Written exercise: Please write out each of the rows below word for word, omitting the pictures.

Material to process:
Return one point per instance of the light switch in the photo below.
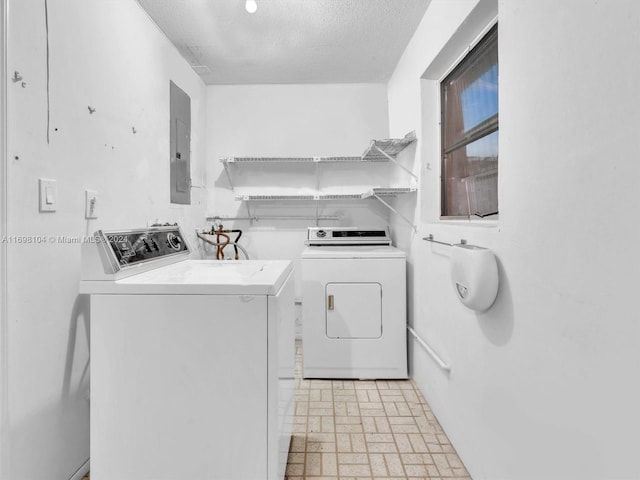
(90, 204)
(48, 190)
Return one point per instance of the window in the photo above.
(469, 100)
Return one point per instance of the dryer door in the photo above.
(353, 310)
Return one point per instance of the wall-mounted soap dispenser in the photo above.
(474, 273)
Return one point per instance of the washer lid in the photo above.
(368, 251)
(200, 277)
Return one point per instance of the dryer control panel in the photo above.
(326, 236)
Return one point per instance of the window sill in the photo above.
(464, 222)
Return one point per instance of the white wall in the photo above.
(293, 121)
(544, 384)
(111, 57)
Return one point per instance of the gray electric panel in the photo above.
(180, 145)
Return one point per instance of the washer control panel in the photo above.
(326, 236)
(131, 247)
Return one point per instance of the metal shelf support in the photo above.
(408, 221)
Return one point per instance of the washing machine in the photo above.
(353, 304)
(192, 361)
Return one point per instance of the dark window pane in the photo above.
(471, 183)
(470, 133)
(471, 94)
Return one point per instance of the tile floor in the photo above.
(366, 430)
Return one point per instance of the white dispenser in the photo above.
(474, 273)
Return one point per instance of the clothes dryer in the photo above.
(354, 304)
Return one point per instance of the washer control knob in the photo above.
(174, 241)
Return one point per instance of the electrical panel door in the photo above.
(353, 310)
(180, 145)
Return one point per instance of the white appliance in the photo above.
(353, 304)
(192, 361)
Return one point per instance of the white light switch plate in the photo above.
(48, 190)
(90, 204)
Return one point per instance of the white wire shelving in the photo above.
(377, 151)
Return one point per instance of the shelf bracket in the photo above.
(226, 171)
(415, 229)
(246, 204)
(396, 162)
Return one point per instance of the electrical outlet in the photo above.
(48, 190)
(90, 204)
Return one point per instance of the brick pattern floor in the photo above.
(367, 429)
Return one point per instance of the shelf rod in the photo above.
(396, 162)
(226, 171)
(415, 229)
(436, 358)
(430, 238)
(277, 217)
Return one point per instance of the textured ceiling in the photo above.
(289, 41)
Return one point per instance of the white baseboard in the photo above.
(81, 472)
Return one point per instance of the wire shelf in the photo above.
(378, 191)
(227, 160)
(391, 147)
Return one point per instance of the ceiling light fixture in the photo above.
(251, 6)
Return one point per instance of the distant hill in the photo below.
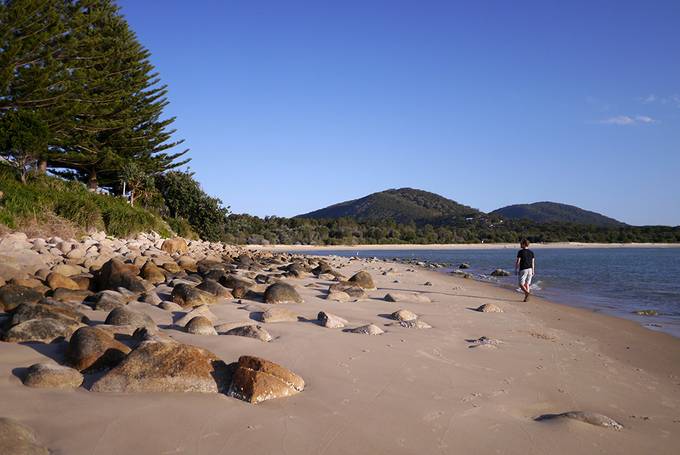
(401, 205)
(552, 212)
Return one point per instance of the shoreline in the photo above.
(406, 390)
(454, 246)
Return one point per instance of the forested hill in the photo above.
(401, 205)
(552, 212)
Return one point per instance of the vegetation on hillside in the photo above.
(552, 212)
(78, 95)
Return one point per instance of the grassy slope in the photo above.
(48, 201)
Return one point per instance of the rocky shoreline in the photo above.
(139, 317)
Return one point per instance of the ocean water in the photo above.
(616, 281)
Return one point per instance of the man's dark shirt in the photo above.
(526, 257)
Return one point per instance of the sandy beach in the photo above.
(405, 391)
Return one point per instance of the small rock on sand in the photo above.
(404, 315)
(369, 329)
(331, 321)
(591, 418)
(250, 331)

Reply:
Return one point per instance of the light switch in the photo below.
(90, 204)
(48, 190)
Return one point per instance of the window in the photo above.
(469, 100)
Return one point per instance of the dryer door in the photo above.
(353, 310)
Return one point per instance of the wall-mounted soap dispenser in the photo above.
(474, 273)
Return one point per instance of the washer lid in the photo above.
(368, 251)
(200, 277)
Return one point per instance of the dryer control panel in the photo above.
(326, 236)
Return one point per instance of the window sill in the photo above.
(464, 222)
Return one point per instance of the white wall in the photo above.
(293, 121)
(544, 384)
(111, 57)
Return one point per instance of the gray electric panel in the photo above.
(180, 145)
Return one point per instance of the washer control panel in the photo above.
(326, 236)
(131, 247)
Return one point per instance of the metal shelf support in the photo above.
(408, 221)
Return one point per instance of the washing machine in the photo above.
(353, 304)
(192, 361)
Return one point per instance of the dark window pane in the photo above.
(471, 183)
(470, 133)
(471, 94)
Return one point per instance of the tile floor in the photo above.
(366, 430)
Return one point per instance of the white dispenser in the photo above.
(474, 273)
Return one point per instance of the clothes dryer in the photo above.
(354, 304)
Return one point per instance of the washer control knob in the photo above.
(174, 241)
Return one point per instance of the electrical panel door in the photo above.
(353, 310)
(180, 145)
Return one point per instance of the white appliance in the photo above.
(353, 304)
(192, 361)
Return one point per instance of the white light switch plate in the photo above.
(48, 190)
(90, 204)
Return one point per instance of the white wire shelving in the photo above.
(377, 151)
Return one point per instance of the shelf bracket in the photo above.
(226, 171)
(415, 229)
(246, 204)
(396, 162)
Return one point per instance of the electrical outlet in the photo above.
(48, 190)
(90, 204)
Return one point per instance of the brick pattern floor in the photo above.
(367, 429)
Return one point per instance of the shelf rod in the photo above.
(396, 162)
(226, 171)
(415, 229)
(436, 358)
(430, 238)
(277, 217)
Return one point per instance of the textured ceiling in the photo above.
(289, 41)
Return one point per instance of the white baseboard in the photo above.
(81, 472)
Return one point per instance of the wire shelf in the photo above.
(378, 191)
(227, 160)
(391, 147)
Return one point per instance of the ceiling light fixture in the photo above.
(251, 6)
Return one point per instance of the distant hill in the photo below.
(401, 205)
(552, 212)
Return one point per instance of the shoreline in the photo above.
(406, 390)
(454, 246)
Return one point per instance of the forested hill in the photo above.
(401, 205)
(552, 212)
Return one point per instance of the vegetation on hillside in the photo above.
(552, 212)
(78, 95)
Return one point per instance of the grassy slope in the photo above.
(48, 201)
Return one point per instance of the rocky shoreline in the photo above.
(139, 317)
Return one point per instance of the ocean water in the photo above.
(616, 281)
Return one point per instance of the man's dark shirt in the photo above.
(526, 257)
Return one point per instance of the sandy beach in the photo above.
(405, 391)
Return one point per instance of the small rock on sand in the photo above.
(404, 315)
(369, 329)
(331, 321)
(591, 418)
(250, 331)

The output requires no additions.